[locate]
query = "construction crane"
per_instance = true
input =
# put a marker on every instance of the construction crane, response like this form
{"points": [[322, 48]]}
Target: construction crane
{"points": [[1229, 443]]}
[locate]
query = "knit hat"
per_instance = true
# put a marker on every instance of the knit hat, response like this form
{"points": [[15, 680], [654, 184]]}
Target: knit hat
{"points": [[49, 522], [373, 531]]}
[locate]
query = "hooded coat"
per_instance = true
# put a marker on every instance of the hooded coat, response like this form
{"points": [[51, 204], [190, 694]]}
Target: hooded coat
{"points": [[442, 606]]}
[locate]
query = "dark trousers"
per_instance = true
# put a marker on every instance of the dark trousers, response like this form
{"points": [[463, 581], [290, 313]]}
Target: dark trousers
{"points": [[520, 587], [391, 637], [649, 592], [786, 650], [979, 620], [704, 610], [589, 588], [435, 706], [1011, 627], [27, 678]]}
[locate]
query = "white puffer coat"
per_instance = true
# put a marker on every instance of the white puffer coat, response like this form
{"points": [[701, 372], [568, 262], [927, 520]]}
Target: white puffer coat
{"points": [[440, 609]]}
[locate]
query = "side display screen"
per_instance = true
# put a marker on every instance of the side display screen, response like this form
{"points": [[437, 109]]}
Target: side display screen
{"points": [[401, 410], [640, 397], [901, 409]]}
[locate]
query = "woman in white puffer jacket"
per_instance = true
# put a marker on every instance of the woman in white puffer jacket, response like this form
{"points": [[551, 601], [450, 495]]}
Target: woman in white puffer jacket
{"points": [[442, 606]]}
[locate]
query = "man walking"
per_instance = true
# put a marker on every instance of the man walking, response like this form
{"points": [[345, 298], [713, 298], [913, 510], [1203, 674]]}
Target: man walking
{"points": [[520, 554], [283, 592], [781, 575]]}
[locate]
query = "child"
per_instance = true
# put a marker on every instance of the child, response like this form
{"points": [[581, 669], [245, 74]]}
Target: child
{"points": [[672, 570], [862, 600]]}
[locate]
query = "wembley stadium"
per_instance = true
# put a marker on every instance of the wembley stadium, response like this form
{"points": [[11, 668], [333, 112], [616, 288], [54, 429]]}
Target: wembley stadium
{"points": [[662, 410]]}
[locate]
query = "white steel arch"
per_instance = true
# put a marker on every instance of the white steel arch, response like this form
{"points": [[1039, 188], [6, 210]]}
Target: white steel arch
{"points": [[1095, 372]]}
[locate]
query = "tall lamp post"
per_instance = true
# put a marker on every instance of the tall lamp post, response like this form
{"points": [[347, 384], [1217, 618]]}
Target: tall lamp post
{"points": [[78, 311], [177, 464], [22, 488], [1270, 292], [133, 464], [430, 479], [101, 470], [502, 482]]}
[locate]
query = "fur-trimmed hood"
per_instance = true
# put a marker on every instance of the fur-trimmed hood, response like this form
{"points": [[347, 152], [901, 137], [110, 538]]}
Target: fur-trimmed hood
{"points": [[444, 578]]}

* **What to work on**
Count the lines in the entries above that contain the string "crane", treating uppercase and lowercase letters as distinct. Reply with the number alone.

* **Task output**
3